Problem statement
Extract each of the records below and reproduce it word for word, one record per line.
☆ ☆ ☆ ☆
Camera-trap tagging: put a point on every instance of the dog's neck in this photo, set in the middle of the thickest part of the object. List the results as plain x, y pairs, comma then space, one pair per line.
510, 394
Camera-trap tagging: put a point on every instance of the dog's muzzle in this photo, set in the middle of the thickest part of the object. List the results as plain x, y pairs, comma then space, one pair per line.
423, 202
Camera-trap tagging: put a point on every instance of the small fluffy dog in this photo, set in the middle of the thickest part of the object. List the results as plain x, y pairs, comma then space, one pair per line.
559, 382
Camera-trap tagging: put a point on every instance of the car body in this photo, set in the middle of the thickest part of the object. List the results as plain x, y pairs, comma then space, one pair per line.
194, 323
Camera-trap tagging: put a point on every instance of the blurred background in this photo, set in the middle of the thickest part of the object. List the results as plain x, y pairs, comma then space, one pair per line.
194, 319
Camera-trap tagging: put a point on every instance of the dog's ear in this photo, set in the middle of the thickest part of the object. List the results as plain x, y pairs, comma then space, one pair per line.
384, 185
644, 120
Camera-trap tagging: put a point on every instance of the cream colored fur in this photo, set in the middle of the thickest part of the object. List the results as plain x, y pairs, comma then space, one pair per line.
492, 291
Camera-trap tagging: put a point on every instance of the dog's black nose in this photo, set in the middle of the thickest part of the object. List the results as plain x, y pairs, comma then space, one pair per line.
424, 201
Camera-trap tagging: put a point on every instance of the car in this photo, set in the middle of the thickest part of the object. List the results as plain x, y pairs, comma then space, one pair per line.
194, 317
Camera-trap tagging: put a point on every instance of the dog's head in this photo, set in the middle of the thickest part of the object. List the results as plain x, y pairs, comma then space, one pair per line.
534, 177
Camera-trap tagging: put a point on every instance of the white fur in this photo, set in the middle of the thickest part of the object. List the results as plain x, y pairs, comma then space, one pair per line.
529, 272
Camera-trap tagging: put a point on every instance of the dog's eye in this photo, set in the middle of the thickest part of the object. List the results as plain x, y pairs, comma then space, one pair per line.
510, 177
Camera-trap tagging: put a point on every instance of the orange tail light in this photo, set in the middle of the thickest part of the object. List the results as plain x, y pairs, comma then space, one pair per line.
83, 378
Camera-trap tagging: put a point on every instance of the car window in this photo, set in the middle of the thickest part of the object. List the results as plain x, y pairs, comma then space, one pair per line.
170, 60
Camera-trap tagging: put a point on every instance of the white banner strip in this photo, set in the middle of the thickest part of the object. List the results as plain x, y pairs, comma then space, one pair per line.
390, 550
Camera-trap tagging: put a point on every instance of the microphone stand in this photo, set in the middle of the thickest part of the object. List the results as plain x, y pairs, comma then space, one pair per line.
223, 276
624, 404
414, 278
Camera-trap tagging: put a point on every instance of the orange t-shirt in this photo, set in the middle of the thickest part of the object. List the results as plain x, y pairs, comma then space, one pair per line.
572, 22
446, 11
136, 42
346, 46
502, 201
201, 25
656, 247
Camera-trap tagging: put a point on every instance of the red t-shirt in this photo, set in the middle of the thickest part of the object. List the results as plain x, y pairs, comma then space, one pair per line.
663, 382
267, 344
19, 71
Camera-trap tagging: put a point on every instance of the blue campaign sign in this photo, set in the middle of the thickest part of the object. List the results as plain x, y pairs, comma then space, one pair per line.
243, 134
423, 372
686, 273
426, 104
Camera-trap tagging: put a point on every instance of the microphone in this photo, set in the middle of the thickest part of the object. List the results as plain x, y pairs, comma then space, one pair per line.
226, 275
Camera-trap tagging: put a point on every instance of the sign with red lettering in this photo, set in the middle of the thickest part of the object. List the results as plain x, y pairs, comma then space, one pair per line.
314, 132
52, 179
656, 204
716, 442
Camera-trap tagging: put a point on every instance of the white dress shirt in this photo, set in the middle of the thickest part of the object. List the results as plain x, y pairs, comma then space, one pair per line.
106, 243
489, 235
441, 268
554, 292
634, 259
☆ ☆ ☆ ☆
Answer to the task
Camera-trap tagging: put a point on every instance of the dog's neck in this photo, set in the middle of the thickest part of the object. List the results as plain x, y pairs, comma then space, one pair per line.
510, 394
Camera-trap tagging: put a point on every instance of the dog's muzzle in this photo, set in the middle of the thickest part of the object. List the results as plain x, y pairs, comma then space, one pair per line.
423, 202
Camera-trap tagging: put a point on every instance of the small fluffy dog in this photo, set in the middle of the thickest part of the object. List the results as plain x, y pairs, comma then space, one pair per line.
559, 382
Camera-trap tagging: put a point on every instance of the car body in this photo, set in the middle of the thickest part of the object. List the results as plain x, y pairs, comma then space, one pair per line.
194, 323
Camera-trap tagging: put a point on every instance of the blurred background in this photo, set in the middle of the thickest part of the object. List the results as plain x, y pairs, comma then space, one pair per line.
194, 319
Camera-trap tagging: put a point on every instance of the dog's ear in this photo, set in the middle of the thickest part of the object. List the results as plain x, y pairs, comma then space, one pair per line.
384, 185
644, 120
Camera-trap tagging: put a point on every instance of the cream colored fur in this photo, set in the middle of the thickest part of the object. List the results as plain x, y pairs, comma then space, one pair per line.
492, 291
Camera-trap tagging: put a point on every instance of the dog's black nose in this photo, set in the middle of the thickest part of the object. List the results as plain x, y pairs, comma then space, one pair per line.
424, 201
Camera-trap tagging: put a point on every instance of the car in this photo, set in the middle of the thickest part of the object. List the results as plain x, y pairs, comma then space, one pair per line.
194, 317
Camera-trap tagging: put a point on every instance of the dog's head in this photo, set in the middle of the thickest part of the object. List the results as plain x, y pairs, comma then space, one pair per line.
534, 177
Camera-trap tagging: put a point on every instance of the white fur in this photo, set in the middle of the thickest part of the object. List the results as plain x, y pairs, comma then space, one pair per line.
529, 272
Camera-trap tagging: put a point on every instance of the dog's eye in this photo, set in the middle of the thickest part of the object. List the results as plain x, y pairs, comma then space, one pair per line.
510, 177
Camera-trap tagging: put a point on every instance of the orange tail light in this photo, set in the middle of the thickest part of the object. List the results as plain x, y pairs, comma then space, one pair per line.
83, 378
Camera-trap tagging: put a point on every instance of the car window in this photo, set in the middle of the thickest part of the object. List the results as plain x, y pairs, comma then space, one pair per line.
170, 60
Camera-trap tagging: put a point on every instance of the white banner strip in this photo, set in the middle of the thickest part of the object. List the results as plain x, y pairs, comma then space, one pair per line.
390, 550
Camera-trap tagging: put a point on every instance of the microphone stand in this photo, set in the middle of the thickest part of the object. List the results as plain x, y pairs, comma then space, one pair per line.
223, 276
624, 404
414, 278
Camera-trap tagging: put a point on every instance of the orange t-shirt in this photo, set in the middle of the thickest part of the object. List the results as plain x, y pairs, comma then space, one pair per line.
572, 22
446, 11
136, 42
346, 46
502, 201
201, 25
656, 247
Camera-trap tagging: put a point on every instance of the red t-shirt in this photo, set in the middle of the thickest part of the object. List the results as plain x, y pairs, comma then space, one pair per line.
663, 382
267, 344
19, 71
Camera-trap tagging: put a point on every instance of the blue campaign sign in this photo, set in the middle of the thickest part of the object. List the results as plain x, y pairs, comma then space, one pair per line.
243, 134
423, 372
686, 273
426, 104
Camera-trap tagging: put a point on every instance of the microphone in this photo, set in the middle of the thickest part of the object. List the results as plain x, y pairs, comma then space, one pair per line.
226, 275
Camera-trap tagging: put a point on every instance of the sign with red lettering in this photo, set in the middle of the thickest part of the object. List the results as plain x, y pairs, comma then space, one pair per line.
314, 132
52, 179
656, 204
716, 442
Camera-trap tagging: put a point on every instance of the white dress shirt in this photo, set in the middle of the thickest part of the object. List the results as plain x, y pairs, comma then space, one pair per line.
106, 243
489, 235
441, 268
554, 292
634, 259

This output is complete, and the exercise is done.